▶ _Texto de la página_
Tras un 2020 desconcertante y unas fiestas navideñas diferentes, con los típicos señuelos consumistas, pero sin tantos tópicos tradicionales, afrontamos la cuesta de enero con la esperanza de que sea una rampa de lanzamiento hacia un quimérico 2021, en mitad de este páramo de desolación.
En los tiempos que corren, como docente, asisto a sucesivas reformas o regresivas contrarreformas educativas –siempre sectarias, nunca mayoritariamente consensuadas-, a la paulatina transformación de los centros educativos en centros sociosanitarios, a una enseñanza cada vez más informal y no formal, más complementaria y extraescolar, y pienso que cualquier cambio no ha de quedarse en mera reforma o modificación, sino apostar por la innovación, de manera pactada, con una planificación a largo plazo, con una financiación adecuada, que contemple en los presupuestos la educación como inversión, no como gasto, y sobre todo, aprovechando el saber hacer – la competencia- de los docentes y no desperdiciando tanta experiencia.

Entradas de un conjunto de datos
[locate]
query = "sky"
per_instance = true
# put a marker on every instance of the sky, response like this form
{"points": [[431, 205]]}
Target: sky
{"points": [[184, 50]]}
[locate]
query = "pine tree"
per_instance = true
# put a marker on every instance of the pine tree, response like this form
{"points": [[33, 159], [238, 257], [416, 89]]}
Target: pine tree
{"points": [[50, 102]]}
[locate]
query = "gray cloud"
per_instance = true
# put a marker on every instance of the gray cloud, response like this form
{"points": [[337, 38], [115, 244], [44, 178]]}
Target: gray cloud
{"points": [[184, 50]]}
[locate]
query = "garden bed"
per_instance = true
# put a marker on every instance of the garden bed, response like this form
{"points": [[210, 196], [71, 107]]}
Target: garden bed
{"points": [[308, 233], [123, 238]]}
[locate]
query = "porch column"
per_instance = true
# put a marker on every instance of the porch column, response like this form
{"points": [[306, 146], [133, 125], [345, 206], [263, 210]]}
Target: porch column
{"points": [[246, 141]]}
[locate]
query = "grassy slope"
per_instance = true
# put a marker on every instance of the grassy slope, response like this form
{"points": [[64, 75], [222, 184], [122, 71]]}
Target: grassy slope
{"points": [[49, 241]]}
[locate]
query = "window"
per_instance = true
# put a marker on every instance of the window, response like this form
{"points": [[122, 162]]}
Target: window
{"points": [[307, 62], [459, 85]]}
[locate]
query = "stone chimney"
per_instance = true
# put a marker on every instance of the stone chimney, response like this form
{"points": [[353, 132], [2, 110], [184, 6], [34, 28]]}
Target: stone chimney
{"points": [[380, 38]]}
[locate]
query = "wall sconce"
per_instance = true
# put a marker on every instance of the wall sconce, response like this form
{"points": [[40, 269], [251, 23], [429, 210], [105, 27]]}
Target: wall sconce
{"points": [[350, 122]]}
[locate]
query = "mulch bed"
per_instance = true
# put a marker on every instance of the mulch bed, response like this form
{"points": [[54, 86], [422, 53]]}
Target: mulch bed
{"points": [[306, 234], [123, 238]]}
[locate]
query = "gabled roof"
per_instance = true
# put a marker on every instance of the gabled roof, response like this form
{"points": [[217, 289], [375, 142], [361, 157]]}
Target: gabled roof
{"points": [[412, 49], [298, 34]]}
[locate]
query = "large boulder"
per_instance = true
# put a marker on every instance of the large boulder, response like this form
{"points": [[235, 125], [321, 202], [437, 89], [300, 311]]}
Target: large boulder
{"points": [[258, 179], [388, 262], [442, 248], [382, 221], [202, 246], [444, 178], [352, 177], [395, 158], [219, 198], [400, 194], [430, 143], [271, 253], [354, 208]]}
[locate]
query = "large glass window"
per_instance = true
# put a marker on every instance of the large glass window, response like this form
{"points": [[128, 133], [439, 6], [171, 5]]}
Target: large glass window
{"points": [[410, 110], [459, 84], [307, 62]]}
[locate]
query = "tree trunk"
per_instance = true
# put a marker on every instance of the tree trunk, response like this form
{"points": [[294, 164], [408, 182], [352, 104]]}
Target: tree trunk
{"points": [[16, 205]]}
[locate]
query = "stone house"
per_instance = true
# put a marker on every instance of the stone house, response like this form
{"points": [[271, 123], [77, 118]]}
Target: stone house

▶ _Tarea requerida A_
Transcribe del texto de la página todo lo que va desde "En los tiempos" hasta "desperdiciando tanta experiencia.".
▶ _Tarea requerida B_
Según el texto de la página, ¿qué debe hacer un cambio educativo para no quedarse en mera reforma o modificación? Explícalo en una a tres oraciones.

▶ _Tu respuesta A_
En los tiempos que corren, como docente, asisto a sucesivas reformas o regresivas contrarreformas educativas –siempre sectarias, nunca mayoritariamente consensuadas-, a la paulatina transformación de los centros educativos en centros sociosanitarios, a una enseñanza cada vez más informal y no formal, más complementaria y extraescolar, y pienso que cualquier cambio no ha de quedarse en mera reforma o modificación, sino apostar por la innovación, de manera pactada, con una planificación a largo plazo, con una financiación adecuada, que contemple en los presupuestos la educación como inversión, no como gasto, y sobre todo, aprovechando el saber hacer – la competencia- de los docentes y no desperdiciando tanta experiencia.

▶ _Tu respuesta B_
Debe apostar por la innovación de manera pactada, con una planificación a largo plazo y una financiación adecuada. Esa financiación debe contemplar en los presupuestos la educación como inversión y no como gasto. Sobre todo, debe aprovechar el saber hacer (la competencia) de los docentes sin desperdiciar su experiencia.